____ Extrait du document

Aude Buil est psychomotricienne, formatrice, Docteure en psychologie du développement et Membre associé du Laboratoire de Psychopathologie et Processus de Santé de l’université Paris Descartes. Riche de son regard de chercheur, de sa connaissance de la littérature scientifique et de son expérience en médecine néonatale, en CAMPS et en EAJE, Aude Buil propose un autre regard sur le concept de motricité libre. Un regard décalé, un point de vue légèrement iconoclaste mais qui aborde des questions qu’il n’est sans doute pas inutiles de se poser.

 

Les Pros de la Petite Enfance : La notion de "motricité libre" est présente dans les projets pédagogiques de très nombreux EAJE.  A quoi correspond-elle concrètement ?

________

### Consignes de l'exercice
1. D'après l'extrait sur Aude Buil, de quelle université relève le laboratoire dont elle est membre associé ?
2. Dans l'extrait sur Aude Buil, relevez tous les milieux où elle a acquis son expérience.
3. Recopiez le passage de l'extrait sur Aude Buil qui commence par "Aude Buil est" et finit par "correspond-elle concrètement ?".

____ Données à examiner

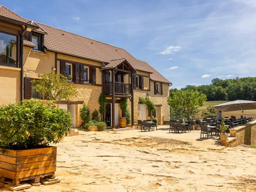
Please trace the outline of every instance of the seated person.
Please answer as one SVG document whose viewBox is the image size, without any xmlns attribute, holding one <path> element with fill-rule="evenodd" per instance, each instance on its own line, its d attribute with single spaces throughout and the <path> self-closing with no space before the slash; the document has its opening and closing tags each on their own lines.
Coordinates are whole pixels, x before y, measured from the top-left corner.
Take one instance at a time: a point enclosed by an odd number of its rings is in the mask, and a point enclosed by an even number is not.
<svg viewBox="0 0 256 192">
<path fill-rule="evenodd" d="M 237 119 L 236 118 L 236 116 L 234 116 L 233 117 L 233 119 L 231 120 L 231 121 L 237 121 Z"/>
<path fill-rule="evenodd" d="M 234 118 L 234 116 L 233 116 L 232 115 L 231 116 L 231 118 L 230 118 L 230 119 L 229 119 L 229 120 L 230 121 L 232 121 L 232 120 L 233 119 L 233 118 Z"/>
</svg>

________

### Réponses par consigne
1. De l'université Paris Descartes.

2.
- la médecine néonatale
- les CAMPS
- les EAJE

3.
Aude Buil est psychomotricienne, formatrice, Docteure en psychologie du développement et Membre associé du Laboratoire de Psychopathologie et Processus de Santé de l’université Paris Descartes. Riche de son regard de chercheur, de sa connaissance de la littérature scientifique et de son expérience en médecine néonatale, en CAMPS et en EAJE, Aude Buil propose un autre regard sur le concept de motricité libre. Un regard décalé, un point de vue légèrement iconoclaste mais qui aborde des questions qu’il n’est sans doute pas inutiles de se poser.

 

Les Pros de la Petite Enfance : La notion de "motricité libre" est présente dans les projets pédagogiques de très nombreux EAJE.  A quoi correspond-elle concrètement ?